— START OF Input records —

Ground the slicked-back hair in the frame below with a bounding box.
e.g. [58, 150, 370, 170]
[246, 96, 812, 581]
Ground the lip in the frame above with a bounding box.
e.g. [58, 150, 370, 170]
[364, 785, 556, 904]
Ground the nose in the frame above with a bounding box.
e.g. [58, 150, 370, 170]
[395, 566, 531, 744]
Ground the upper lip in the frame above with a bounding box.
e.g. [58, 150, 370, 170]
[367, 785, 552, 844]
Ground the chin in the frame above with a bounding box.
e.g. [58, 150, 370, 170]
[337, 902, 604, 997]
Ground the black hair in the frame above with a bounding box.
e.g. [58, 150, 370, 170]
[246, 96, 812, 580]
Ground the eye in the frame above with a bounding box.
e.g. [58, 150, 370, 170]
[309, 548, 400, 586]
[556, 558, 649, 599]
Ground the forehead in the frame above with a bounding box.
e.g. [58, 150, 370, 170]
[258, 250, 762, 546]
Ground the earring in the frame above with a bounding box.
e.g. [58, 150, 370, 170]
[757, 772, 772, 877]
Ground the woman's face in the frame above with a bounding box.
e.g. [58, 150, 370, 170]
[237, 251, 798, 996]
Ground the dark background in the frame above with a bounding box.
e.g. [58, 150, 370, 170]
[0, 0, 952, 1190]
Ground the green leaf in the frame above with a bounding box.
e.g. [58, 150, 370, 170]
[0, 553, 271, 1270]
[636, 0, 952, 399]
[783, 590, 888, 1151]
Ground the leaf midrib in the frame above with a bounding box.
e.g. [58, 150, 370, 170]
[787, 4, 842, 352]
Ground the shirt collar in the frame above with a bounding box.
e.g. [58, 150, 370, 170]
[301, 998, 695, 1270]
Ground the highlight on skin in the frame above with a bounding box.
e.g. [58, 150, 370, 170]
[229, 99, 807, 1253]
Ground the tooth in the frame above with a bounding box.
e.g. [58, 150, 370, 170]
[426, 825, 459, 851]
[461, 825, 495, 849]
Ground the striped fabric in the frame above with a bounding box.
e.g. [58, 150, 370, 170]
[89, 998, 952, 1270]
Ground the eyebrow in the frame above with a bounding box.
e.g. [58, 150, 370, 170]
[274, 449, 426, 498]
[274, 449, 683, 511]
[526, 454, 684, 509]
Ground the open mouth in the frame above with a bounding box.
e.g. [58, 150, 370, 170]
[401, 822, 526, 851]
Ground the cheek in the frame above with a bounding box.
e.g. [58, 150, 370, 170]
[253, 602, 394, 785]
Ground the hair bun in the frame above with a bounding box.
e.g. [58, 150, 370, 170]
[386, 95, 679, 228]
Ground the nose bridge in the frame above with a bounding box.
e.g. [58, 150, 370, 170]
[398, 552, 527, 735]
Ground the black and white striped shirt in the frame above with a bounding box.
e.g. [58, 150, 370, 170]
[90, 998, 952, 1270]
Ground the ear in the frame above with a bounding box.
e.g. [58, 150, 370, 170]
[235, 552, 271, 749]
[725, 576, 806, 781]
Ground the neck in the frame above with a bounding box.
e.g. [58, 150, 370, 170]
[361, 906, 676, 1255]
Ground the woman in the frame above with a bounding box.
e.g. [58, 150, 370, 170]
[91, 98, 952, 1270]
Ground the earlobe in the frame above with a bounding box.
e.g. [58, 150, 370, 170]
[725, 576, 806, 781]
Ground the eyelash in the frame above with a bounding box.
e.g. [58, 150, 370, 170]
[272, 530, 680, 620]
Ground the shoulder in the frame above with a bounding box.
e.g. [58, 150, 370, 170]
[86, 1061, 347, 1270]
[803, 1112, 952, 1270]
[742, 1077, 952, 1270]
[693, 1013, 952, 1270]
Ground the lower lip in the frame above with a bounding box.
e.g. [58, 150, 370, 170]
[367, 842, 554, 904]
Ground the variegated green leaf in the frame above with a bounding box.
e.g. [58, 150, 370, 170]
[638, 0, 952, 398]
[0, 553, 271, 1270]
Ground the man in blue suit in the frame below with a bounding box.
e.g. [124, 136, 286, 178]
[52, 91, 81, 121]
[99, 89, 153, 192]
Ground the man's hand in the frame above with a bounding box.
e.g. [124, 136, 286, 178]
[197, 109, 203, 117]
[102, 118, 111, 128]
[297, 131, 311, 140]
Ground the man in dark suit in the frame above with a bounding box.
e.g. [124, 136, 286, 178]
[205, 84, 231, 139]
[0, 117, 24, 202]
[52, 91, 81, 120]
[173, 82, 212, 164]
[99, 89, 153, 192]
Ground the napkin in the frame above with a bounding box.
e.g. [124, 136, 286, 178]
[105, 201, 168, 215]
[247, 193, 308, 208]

— END OF Input records —

■ Written request
Print the lines of the items word for word, starting at the line that contains "Ground the man's" and ending at the last line of the items.

■ Solution to the exercise
Ground the man's hand in the frame above with a bounding box.
e.g. [124, 136, 286, 178]
[197, 109, 203, 117]
[102, 118, 111, 128]
[297, 131, 311, 140]
Ground the man in dark suit in the frame above with a bounding box.
e.g. [124, 136, 286, 178]
[205, 84, 231, 139]
[0, 117, 24, 202]
[52, 91, 81, 120]
[173, 82, 212, 164]
[99, 89, 153, 192]
Ground the napkin in the frame above with a bounding box.
e.g. [124, 136, 286, 178]
[105, 201, 168, 215]
[247, 193, 308, 208]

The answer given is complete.